### Stated exercise
Reproduce every one of the following items word for word, with no changes.

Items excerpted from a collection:
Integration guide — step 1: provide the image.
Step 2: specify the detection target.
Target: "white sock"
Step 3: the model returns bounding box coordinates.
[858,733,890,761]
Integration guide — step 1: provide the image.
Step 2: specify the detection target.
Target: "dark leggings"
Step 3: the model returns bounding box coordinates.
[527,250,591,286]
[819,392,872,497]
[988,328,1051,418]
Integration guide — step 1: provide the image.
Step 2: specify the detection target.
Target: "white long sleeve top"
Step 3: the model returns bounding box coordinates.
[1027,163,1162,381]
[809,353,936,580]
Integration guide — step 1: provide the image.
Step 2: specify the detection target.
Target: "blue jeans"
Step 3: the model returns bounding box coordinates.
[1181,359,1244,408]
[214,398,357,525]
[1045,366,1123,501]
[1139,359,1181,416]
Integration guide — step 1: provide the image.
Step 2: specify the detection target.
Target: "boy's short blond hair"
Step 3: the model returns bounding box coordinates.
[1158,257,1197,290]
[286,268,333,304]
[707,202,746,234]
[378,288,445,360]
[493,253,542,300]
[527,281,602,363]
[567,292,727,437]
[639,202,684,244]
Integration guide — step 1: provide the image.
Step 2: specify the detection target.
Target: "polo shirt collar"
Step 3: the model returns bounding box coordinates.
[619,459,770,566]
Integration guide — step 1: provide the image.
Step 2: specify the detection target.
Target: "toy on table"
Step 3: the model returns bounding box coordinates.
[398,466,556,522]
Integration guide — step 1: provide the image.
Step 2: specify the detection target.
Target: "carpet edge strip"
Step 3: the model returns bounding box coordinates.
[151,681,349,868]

### Task response
Integration guide — step 1: provide the image.
Step 2: specify the detection target.
Target: "white sock"
Step 3: the model returns bounding box coordinates.
[858,733,890,761]
Integration guide — step 1: provide the image.
Step 2: specify the detection target.
Target: "dark leggings"
Step 3: the model returns bounding box coordinates.
[527,250,591,286]
[819,392,872,497]
[988,328,1051,418]
Integration guide — step 1: provide the image.
Step 2: specify the detection target.
Target: "white long sleeve top"
Step 3: the model returns bounding box coordinates.
[1027,163,1162,381]
[809,353,936,580]
Integration guide — step 1: provide the image.
Step 2: specify the detection target.
Target: "blue jeans"
Step 3: the model returns bounding box coordinates.
[1181,359,1244,408]
[214,398,357,525]
[1045,366,1123,501]
[1139,359,1181,416]
Integration guide — step 1: provide the image.
Step 2: specify the detection target.
Target: "boy's short blond hair"
Step 3: the model returns bounding box coordinates.
[1158,257,1197,290]
[286,268,333,304]
[707,202,746,234]
[378,288,445,360]
[493,253,542,300]
[527,281,602,363]
[567,292,727,437]
[639,202,684,244]
Integration guide — step 1: provide the image.
Step 2: specify the detection target.
Target: "polo shirt collar"
Step 3: the model returns bounding box coordinates.
[619,459,770,566]
Integration guide — step 1: provide the image.
Step 2: specify the detection target.
Target: "toy on table"
Step 3: the model returns bounding box coordinates.
[398,466,556,522]
Integration guide — step 1: provide the image.
Step 2: specify the detection target.
Target: "carpet edge strip"
Step 3: the model returns bounding box coordinates.
[151,681,349,868]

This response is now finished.